## [Material for the task]
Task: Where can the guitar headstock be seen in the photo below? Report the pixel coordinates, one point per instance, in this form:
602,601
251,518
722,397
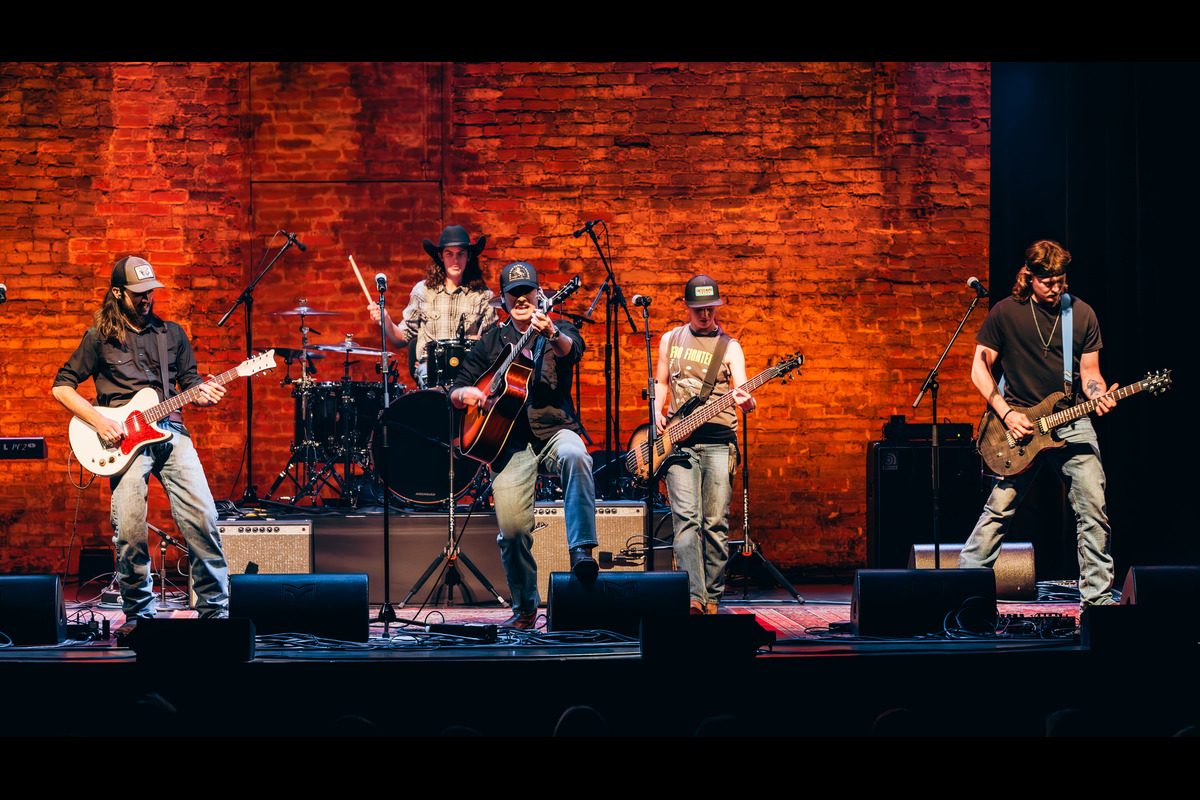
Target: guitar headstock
789,365
1156,383
257,364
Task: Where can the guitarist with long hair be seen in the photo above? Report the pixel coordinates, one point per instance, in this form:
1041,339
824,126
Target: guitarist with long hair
545,433
123,353
1023,340
699,360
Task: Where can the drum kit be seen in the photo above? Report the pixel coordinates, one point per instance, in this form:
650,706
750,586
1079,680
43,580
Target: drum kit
336,428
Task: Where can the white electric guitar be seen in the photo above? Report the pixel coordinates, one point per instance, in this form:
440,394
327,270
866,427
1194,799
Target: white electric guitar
143,417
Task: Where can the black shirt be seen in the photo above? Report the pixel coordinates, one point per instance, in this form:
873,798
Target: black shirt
120,371
1031,374
549,408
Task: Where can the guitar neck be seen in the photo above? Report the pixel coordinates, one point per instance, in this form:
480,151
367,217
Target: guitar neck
179,401
688,425
1087,407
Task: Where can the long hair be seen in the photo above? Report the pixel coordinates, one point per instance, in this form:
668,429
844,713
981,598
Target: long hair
1049,258
472,276
109,319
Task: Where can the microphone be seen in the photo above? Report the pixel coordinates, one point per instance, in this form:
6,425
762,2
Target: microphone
587,227
292,238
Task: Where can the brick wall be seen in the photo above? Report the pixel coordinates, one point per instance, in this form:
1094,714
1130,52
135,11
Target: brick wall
840,205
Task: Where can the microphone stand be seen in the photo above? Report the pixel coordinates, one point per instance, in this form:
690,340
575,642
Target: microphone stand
652,481
613,298
247,299
935,453
387,613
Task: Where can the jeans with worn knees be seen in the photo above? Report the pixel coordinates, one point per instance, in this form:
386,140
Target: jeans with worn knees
514,487
700,489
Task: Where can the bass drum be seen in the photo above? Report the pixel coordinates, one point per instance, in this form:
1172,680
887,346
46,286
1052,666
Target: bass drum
418,468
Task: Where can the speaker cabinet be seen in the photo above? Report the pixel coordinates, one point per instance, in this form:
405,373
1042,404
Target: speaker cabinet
911,602
615,601
619,533
1175,589
328,606
1014,569
31,609
192,642
270,546
899,498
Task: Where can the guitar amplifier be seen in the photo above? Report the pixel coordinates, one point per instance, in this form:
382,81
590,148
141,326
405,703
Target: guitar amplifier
267,546
619,533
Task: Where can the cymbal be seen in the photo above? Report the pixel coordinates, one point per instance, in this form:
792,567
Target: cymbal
304,311
289,354
353,349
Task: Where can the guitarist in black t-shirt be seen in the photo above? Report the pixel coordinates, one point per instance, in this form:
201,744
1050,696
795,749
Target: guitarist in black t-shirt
1023,340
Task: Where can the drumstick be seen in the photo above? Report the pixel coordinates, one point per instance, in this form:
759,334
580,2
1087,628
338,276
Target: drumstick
361,282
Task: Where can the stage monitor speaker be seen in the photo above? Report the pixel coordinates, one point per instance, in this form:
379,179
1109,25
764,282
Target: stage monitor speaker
268,546
192,642
615,601
1015,572
912,602
1174,589
31,609
899,498
619,535
327,606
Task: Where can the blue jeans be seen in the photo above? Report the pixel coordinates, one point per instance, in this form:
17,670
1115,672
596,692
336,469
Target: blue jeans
1079,464
700,489
181,475
513,487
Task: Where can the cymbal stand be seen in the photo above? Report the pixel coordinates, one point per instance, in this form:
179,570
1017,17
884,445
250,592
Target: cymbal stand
306,453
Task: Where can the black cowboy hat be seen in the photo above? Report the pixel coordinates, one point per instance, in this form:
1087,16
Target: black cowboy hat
455,236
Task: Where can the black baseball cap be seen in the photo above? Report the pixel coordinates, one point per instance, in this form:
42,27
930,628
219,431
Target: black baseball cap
136,275
519,275
702,293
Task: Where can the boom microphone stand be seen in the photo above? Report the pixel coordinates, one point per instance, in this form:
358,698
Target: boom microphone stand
935,455
747,548
613,299
247,299
652,481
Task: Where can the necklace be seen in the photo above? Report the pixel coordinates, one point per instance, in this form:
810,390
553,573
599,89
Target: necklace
1045,341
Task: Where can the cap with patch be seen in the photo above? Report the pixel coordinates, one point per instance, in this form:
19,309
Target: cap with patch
702,293
519,275
136,275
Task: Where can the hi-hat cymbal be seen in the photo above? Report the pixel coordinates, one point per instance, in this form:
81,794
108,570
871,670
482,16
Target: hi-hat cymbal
289,354
304,311
351,349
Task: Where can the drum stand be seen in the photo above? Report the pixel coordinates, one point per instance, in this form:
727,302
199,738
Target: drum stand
451,555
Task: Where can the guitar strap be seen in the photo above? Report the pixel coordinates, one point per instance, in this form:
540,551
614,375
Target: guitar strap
161,337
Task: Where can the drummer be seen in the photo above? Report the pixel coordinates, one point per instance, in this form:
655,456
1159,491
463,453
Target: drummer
453,301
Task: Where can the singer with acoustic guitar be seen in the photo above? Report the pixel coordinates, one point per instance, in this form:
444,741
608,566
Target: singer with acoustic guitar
516,388
129,348
1023,341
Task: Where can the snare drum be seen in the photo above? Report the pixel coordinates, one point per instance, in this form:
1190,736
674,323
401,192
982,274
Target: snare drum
343,414
443,360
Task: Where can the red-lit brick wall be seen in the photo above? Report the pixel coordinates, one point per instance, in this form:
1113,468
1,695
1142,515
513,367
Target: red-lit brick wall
840,205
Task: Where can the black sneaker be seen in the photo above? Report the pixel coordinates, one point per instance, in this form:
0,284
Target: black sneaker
583,565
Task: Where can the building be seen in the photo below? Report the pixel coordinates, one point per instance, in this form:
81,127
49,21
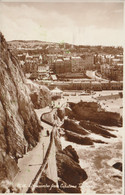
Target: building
112,72
77,64
88,61
59,66
67,64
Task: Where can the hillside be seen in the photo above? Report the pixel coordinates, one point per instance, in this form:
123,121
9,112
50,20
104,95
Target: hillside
19,124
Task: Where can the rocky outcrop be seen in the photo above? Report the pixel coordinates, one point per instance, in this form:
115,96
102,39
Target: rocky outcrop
79,133
95,128
92,111
19,124
70,172
77,138
72,126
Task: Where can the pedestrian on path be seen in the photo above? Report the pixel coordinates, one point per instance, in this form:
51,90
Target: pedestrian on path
47,132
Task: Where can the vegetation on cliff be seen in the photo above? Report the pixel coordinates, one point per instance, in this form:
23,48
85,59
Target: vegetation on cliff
19,124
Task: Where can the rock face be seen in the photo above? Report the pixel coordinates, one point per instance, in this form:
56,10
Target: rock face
92,111
70,174
118,166
19,126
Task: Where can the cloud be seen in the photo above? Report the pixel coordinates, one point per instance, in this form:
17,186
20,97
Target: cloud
79,23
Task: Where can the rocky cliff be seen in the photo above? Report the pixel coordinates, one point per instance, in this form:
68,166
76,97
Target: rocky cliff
19,126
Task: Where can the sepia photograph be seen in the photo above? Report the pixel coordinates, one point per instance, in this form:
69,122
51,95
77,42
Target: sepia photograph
61,96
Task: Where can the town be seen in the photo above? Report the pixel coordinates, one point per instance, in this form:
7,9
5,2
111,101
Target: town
70,67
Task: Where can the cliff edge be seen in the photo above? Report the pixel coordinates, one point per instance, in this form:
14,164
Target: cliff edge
19,126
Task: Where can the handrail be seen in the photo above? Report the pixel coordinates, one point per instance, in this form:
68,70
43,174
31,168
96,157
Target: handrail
42,168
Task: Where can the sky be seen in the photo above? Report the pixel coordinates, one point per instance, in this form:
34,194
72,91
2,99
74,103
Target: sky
76,23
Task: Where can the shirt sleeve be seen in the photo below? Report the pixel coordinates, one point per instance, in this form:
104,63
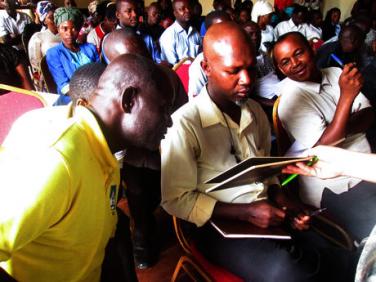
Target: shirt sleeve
180,196
302,120
34,196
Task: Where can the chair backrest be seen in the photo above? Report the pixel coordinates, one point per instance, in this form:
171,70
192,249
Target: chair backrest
47,77
182,70
207,270
13,104
283,140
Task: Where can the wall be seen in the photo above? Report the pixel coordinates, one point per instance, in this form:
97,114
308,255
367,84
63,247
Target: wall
344,5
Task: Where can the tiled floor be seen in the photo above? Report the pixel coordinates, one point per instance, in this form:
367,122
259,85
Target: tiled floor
169,256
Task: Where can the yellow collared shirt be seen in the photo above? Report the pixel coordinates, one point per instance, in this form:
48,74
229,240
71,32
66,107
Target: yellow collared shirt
58,196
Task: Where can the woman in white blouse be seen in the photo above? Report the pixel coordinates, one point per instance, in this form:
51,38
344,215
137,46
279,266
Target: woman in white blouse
261,14
41,41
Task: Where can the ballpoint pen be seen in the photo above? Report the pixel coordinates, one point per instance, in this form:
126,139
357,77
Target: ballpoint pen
338,60
292,176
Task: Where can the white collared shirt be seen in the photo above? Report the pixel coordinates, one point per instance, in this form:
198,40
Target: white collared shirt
306,109
176,43
197,147
289,26
8,25
267,35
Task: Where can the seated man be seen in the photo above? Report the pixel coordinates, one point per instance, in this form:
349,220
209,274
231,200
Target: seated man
322,107
12,70
180,40
128,16
142,167
79,193
209,135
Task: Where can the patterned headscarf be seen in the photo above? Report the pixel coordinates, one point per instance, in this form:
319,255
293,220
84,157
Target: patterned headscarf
92,8
43,7
261,8
68,14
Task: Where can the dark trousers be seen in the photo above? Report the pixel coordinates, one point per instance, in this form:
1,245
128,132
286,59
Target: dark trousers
355,209
306,258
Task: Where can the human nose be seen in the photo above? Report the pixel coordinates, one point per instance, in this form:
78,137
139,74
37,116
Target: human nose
244,77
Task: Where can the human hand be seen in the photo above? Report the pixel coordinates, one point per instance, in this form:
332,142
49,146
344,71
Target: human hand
300,222
330,163
263,214
350,81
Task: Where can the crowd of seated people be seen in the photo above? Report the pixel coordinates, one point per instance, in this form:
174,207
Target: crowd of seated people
118,93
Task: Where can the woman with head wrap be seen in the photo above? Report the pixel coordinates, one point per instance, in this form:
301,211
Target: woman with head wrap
262,14
68,56
41,41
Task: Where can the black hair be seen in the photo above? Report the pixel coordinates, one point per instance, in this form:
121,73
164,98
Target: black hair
84,81
214,15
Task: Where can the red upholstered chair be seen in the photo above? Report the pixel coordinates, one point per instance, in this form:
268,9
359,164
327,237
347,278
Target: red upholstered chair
182,70
195,265
13,104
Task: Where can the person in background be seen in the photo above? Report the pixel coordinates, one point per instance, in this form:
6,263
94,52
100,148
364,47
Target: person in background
197,76
41,41
106,26
12,25
243,14
181,39
68,55
315,23
262,15
12,70
152,24
267,83
331,26
320,107
298,22
128,16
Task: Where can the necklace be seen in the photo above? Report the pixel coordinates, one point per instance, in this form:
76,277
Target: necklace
232,148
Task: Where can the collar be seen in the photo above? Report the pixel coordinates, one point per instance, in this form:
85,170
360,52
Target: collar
210,114
313,86
98,142
178,28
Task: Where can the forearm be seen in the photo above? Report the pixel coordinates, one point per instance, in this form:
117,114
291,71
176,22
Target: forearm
336,130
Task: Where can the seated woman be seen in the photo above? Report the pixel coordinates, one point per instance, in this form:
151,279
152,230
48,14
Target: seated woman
68,56
43,40
12,70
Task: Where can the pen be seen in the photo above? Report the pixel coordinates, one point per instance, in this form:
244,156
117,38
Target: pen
316,212
338,60
310,163
292,176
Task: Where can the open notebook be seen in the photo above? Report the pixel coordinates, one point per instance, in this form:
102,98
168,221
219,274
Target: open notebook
255,169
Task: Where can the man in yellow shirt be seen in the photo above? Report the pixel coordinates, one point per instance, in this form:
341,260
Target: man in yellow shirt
58,182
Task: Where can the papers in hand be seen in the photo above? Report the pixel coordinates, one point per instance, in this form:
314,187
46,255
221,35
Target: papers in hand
255,169
241,229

## [Your instructions]
Set down, unchanged, the line that contains "Task: Where can the collar" together with every later line in the records, through the last one.

## [Reply]
Task: Where can the collar be seen in the photo above? Report the pixel coordinates, one point per instance, in this form:
85,170
360,52
Target: collar
210,114
313,86
98,142
178,28
Task: Where can the forearm be seen in the photo above? Report the pixel coordinates, one point per instance, in this form:
117,114
291,71
176,22
Target: forearm
336,130
Task: Where can the seated woman be seen in the photo above? Report the pixel coordinates, one point per instance, in this form:
151,279
152,230
48,14
Target: seated woman
68,56
43,40
12,70
Task: Where can the pen be seen in the photo above? Report the pixel coordinates, one point per instance, in this form:
244,156
117,38
Target: pen
316,212
338,60
310,163
292,176
Task: Where can the open notebook be seen in the photo above? Report the pixel coordinates, one point per instance, in this form:
102,98
168,221
219,274
Target: open notebook
255,169
Task: Where can the man in yellow shirt be seen in the photo above? Report the pixel coordinates, one point per instance, in this form:
341,260
Target: man in yellow shirt
58,182
Task: Where can the papers in hand be seen in the photo above? Report the pixel coordinates, one point per instance, in this form:
314,187
46,255
221,35
Target: papers in hand
255,169
241,229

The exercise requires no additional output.